(Image point grounding data)

>>

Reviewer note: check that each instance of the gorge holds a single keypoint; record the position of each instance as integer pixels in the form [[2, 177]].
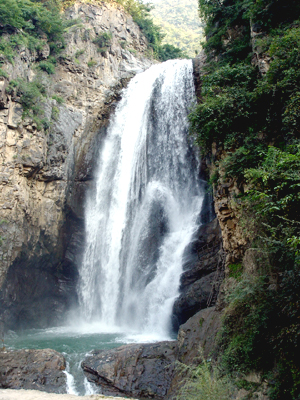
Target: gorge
[[176, 214]]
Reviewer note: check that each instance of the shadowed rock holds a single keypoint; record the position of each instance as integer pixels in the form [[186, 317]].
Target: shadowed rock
[[137, 370], [33, 369]]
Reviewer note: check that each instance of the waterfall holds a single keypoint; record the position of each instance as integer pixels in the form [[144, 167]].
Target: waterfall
[[144, 208]]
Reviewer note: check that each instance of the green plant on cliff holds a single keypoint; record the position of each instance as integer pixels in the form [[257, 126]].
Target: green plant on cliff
[[103, 41], [28, 22], [251, 116], [204, 382]]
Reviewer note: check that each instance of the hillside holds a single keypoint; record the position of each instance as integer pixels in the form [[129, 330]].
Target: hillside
[[180, 23], [247, 124]]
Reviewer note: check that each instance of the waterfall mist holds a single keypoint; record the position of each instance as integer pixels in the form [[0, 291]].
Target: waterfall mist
[[144, 208]]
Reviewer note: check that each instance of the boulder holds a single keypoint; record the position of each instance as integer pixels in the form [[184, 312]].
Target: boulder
[[33, 369], [137, 370]]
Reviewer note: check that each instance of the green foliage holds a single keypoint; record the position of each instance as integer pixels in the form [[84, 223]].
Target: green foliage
[[79, 53], [167, 52], [59, 99], [31, 96], [253, 116], [180, 24], [141, 15], [3, 73], [103, 41], [47, 67], [27, 19], [92, 63], [204, 382]]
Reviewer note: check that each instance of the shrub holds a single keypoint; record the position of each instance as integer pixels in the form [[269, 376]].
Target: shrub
[[92, 63], [103, 41], [47, 67], [204, 382]]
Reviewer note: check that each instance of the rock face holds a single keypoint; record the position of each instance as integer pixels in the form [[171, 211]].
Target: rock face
[[137, 370], [150, 370], [33, 369], [199, 282], [44, 176]]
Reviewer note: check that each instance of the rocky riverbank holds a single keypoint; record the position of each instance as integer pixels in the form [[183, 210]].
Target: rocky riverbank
[[10, 394]]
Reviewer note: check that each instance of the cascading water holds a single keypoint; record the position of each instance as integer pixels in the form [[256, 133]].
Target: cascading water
[[144, 208], [141, 216]]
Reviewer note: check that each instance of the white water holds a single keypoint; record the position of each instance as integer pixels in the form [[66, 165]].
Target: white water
[[144, 208]]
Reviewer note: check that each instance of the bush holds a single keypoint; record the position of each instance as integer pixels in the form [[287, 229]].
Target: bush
[[47, 67], [103, 41], [204, 382]]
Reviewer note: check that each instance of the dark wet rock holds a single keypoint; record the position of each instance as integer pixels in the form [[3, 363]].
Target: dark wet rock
[[194, 298], [137, 370], [196, 282], [196, 339], [33, 369]]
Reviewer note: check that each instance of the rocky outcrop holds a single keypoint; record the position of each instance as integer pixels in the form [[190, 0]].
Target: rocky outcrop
[[44, 175], [201, 277], [137, 370], [33, 369], [152, 370]]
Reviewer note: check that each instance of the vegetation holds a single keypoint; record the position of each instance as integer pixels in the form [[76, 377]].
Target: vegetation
[[141, 15], [204, 382], [103, 41], [180, 24], [251, 114]]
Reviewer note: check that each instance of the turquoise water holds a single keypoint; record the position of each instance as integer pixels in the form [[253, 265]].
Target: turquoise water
[[75, 343]]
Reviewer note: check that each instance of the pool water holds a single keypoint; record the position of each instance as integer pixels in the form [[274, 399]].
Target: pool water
[[75, 343]]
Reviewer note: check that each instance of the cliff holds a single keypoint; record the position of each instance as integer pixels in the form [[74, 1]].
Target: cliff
[[45, 172]]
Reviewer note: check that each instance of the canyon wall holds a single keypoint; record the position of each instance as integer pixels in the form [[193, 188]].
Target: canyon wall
[[44, 174]]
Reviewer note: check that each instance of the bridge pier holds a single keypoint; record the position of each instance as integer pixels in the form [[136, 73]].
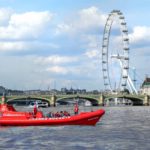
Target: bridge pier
[[53, 100], [146, 101]]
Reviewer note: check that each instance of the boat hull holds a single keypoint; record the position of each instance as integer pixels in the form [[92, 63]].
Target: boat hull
[[86, 119]]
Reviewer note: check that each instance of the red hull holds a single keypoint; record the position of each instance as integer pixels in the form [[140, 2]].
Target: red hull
[[13, 118]]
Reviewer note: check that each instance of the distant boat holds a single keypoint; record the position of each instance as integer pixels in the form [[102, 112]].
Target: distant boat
[[118, 102], [10, 117]]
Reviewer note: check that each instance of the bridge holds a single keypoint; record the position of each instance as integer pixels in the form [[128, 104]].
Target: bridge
[[95, 99]]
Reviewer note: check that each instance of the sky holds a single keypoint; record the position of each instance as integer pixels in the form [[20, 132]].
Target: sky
[[53, 44]]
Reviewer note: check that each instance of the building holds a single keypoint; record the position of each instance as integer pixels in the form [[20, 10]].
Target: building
[[145, 88]]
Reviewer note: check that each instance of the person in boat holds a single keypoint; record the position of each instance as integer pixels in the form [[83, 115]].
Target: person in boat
[[76, 109], [35, 109], [66, 114]]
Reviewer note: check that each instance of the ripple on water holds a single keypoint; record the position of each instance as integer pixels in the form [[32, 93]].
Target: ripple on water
[[121, 128]]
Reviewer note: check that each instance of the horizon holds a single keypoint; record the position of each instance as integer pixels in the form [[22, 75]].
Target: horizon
[[58, 44]]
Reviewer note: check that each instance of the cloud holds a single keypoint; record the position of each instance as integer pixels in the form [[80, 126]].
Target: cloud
[[56, 59], [18, 46], [85, 20], [57, 70], [140, 35], [28, 25]]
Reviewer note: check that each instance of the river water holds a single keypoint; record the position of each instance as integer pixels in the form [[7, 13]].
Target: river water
[[121, 128]]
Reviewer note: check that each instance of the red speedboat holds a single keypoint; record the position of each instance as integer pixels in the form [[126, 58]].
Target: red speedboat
[[10, 117]]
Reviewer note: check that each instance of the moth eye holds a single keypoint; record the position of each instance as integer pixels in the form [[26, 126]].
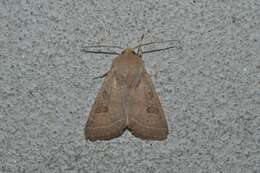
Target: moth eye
[[105, 95], [152, 109], [150, 94], [101, 109]]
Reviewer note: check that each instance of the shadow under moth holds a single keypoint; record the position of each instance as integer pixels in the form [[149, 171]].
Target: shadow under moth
[[127, 100]]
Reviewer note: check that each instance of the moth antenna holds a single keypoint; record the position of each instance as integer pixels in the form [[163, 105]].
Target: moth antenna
[[155, 42], [157, 50], [140, 50], [118, 47], [85, 49], [102, 76], [99, 52]]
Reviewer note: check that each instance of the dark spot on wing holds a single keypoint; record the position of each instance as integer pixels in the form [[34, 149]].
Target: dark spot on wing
[[152, 109]]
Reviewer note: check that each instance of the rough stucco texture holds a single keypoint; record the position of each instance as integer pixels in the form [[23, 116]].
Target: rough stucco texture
[[209, 86]]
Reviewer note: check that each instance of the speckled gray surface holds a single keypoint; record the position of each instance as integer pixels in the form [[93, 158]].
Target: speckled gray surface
[[209, 89]]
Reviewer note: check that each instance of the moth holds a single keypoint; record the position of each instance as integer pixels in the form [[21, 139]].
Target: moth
[[127, 100]]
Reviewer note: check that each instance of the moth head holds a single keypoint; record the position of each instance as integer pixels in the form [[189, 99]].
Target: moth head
[[128, 51]]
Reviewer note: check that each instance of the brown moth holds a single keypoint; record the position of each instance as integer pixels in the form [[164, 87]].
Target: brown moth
[[127, 100]]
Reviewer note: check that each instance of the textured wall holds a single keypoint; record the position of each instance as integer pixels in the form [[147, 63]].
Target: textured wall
[[209, 89]]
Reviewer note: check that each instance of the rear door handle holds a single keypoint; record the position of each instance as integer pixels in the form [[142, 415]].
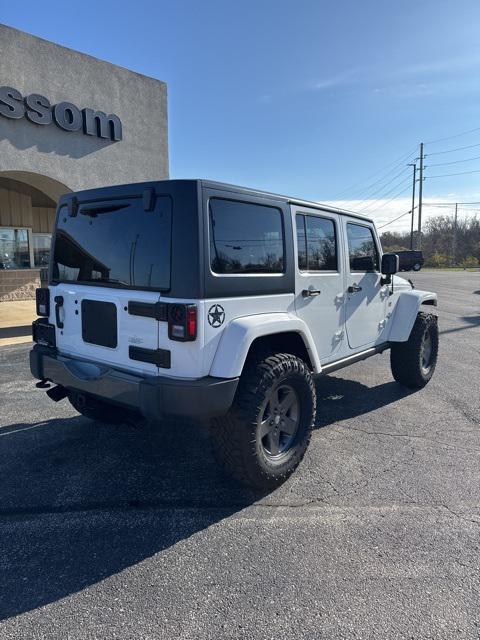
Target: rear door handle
[[58, 304], [354, 288], [309, 293]]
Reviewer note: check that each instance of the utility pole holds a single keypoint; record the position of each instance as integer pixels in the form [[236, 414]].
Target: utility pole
[[420, 195], [414, 165], [454, 243]]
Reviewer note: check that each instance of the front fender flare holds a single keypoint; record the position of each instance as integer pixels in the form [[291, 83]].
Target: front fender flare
[[237, 337], [406, 311]]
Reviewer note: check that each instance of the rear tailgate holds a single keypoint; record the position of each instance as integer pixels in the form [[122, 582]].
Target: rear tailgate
[[110, 252], [97, 325]]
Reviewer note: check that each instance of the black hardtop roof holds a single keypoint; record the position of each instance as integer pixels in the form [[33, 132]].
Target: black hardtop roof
[[136, 188]]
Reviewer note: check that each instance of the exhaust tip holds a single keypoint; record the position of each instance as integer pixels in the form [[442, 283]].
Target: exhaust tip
[[57, 393]]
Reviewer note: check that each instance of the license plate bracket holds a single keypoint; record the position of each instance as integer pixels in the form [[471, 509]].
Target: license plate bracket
[[99, 323]]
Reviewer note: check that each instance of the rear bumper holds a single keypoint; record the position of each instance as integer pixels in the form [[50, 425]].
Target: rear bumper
[[153, 396]]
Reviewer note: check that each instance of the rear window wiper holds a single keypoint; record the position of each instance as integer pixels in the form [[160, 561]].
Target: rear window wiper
[[93, 210]]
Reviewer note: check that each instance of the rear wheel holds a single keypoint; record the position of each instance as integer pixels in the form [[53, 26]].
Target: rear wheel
[[263, 438], [98, 410], [413, 362]]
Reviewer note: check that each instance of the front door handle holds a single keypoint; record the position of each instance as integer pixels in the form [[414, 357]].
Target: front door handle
[[354, 288], [310, 293], [58, 304]]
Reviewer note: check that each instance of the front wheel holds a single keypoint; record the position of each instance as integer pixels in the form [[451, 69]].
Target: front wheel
[[413, 362], [264, 436]]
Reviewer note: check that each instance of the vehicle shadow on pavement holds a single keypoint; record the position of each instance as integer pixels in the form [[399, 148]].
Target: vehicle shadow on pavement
[[340, 399], [473, 321], [82, 501]]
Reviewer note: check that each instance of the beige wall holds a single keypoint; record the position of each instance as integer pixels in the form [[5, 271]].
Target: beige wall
[[16, 210]]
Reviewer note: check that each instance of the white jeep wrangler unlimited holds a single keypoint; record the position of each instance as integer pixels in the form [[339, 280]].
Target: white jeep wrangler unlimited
[[199, 299]]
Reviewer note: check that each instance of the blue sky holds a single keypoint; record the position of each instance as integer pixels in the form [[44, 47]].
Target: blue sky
[[305, 98]]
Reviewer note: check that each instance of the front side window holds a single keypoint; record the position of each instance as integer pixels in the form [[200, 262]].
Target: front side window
[[316, 241], [14, 249], [362, 249], [41, 249], [245, 238]]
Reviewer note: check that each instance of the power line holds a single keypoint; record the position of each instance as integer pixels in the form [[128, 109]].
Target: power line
[[380, 206], [445, 204], [445, 175], [387, 193], [444, 164], [457, 135], [383, 186], [438, 153], [399, 161], [395, 219]]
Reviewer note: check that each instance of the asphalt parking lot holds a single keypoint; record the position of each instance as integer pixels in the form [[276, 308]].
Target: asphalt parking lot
[[132, 532]]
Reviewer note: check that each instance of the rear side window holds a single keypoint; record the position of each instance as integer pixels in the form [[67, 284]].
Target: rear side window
[[317, 243], [245, 238], [362, 250]]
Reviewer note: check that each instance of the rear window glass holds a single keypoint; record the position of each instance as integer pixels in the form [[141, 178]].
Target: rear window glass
[[245, 238], [115, 243]]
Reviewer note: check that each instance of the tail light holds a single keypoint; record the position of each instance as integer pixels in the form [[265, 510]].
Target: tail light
[[42, 298], [182, 322]]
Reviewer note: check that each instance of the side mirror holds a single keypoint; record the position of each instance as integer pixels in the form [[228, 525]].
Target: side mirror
[[390, 264], [364, 263]]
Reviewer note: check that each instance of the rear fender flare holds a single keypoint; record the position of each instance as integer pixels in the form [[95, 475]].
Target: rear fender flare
[[239, 334], [406, 311]]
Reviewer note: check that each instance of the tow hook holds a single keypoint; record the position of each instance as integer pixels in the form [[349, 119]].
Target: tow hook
[[57, 393]]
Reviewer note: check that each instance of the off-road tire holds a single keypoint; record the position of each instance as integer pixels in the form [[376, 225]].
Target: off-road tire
[[98, 410], [236, 436], [406, 357]]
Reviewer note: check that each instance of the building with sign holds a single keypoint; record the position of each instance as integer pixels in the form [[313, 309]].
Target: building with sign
[[67, 122]]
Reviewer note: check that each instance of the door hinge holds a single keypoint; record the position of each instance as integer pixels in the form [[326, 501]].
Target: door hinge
[[156, 310]]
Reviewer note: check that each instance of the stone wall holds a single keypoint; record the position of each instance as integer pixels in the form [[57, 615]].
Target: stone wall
[[18, 284]]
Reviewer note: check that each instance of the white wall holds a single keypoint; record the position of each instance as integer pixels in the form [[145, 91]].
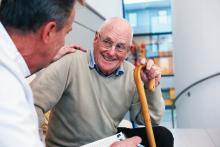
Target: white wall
[[85, 24], [107, 8], [196, 31]]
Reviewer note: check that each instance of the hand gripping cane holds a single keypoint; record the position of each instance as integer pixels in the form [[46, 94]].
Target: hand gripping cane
[[144, 105]]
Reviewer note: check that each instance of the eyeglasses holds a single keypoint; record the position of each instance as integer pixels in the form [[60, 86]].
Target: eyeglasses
[[108, 44]]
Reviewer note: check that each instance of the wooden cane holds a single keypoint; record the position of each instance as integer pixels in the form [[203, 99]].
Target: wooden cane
[[144, 104]]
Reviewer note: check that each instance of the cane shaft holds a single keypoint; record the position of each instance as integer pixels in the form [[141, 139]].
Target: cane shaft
[[144, 104]]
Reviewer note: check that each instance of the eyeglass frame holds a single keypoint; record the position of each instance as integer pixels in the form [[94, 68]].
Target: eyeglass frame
[[108, 44]]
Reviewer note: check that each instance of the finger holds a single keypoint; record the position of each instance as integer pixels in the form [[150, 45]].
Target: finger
[[150, 63], [143, 61], [136, 140]]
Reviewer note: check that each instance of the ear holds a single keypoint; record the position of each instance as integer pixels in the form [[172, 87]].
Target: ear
[[49, 31]]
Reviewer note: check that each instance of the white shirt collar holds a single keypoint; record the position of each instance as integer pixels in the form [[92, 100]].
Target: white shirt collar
[[11, 51]]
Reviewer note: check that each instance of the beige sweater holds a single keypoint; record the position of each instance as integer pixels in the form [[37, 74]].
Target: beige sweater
[[87, 106]]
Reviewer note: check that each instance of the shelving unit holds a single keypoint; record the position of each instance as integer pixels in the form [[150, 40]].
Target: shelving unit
[[158, 47]]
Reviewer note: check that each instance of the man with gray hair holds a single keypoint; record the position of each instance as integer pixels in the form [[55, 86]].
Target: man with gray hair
[[89, 94], [31, 33]]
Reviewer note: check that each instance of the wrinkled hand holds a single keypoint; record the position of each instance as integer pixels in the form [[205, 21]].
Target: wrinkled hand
[[66, 50], [152, 71], [130, 142]]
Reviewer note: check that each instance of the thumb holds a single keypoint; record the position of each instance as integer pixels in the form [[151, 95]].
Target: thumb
[[136, 140]]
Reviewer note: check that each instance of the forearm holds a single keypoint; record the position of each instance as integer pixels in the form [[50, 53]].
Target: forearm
[[156, 105]]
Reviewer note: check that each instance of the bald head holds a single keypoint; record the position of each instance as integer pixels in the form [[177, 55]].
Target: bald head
[[117, 24]]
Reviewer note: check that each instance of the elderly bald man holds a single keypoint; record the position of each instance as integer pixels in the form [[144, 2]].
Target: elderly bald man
[[89, 94]]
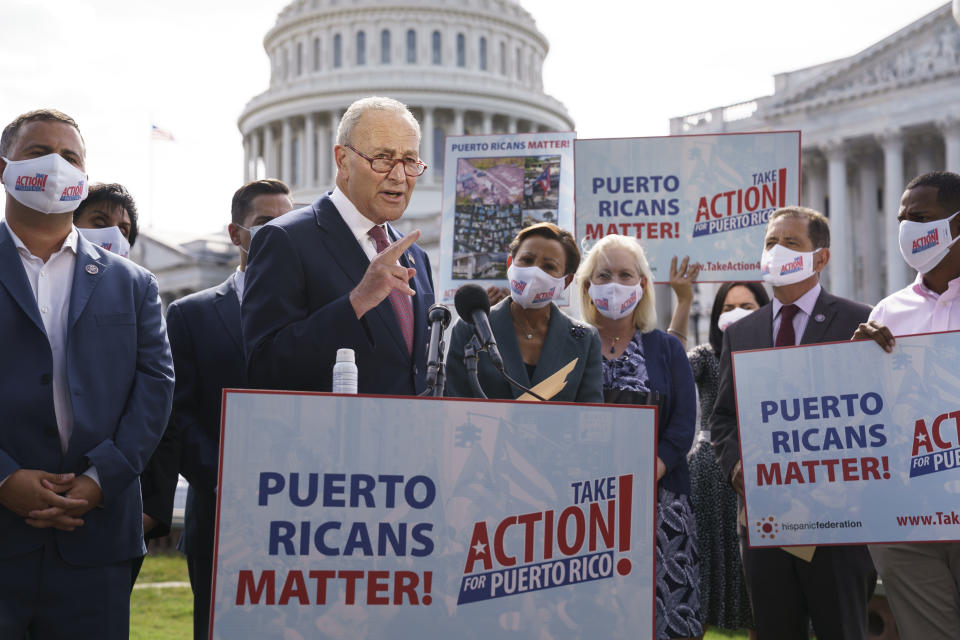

<<

§ **Work order**
Begin at the line containing "Reviewer note: check that each instance of the elderly" and write out every line to the end of the data exactly. Skip the pictures.

§ **Solution for this task**
Reviewer note: check that each instance of the elderly bald man holds a single keypoint; record the position of each instance as integer pixels in the form [[144, 2]].
Target: elderly bald man
[[89, 94]]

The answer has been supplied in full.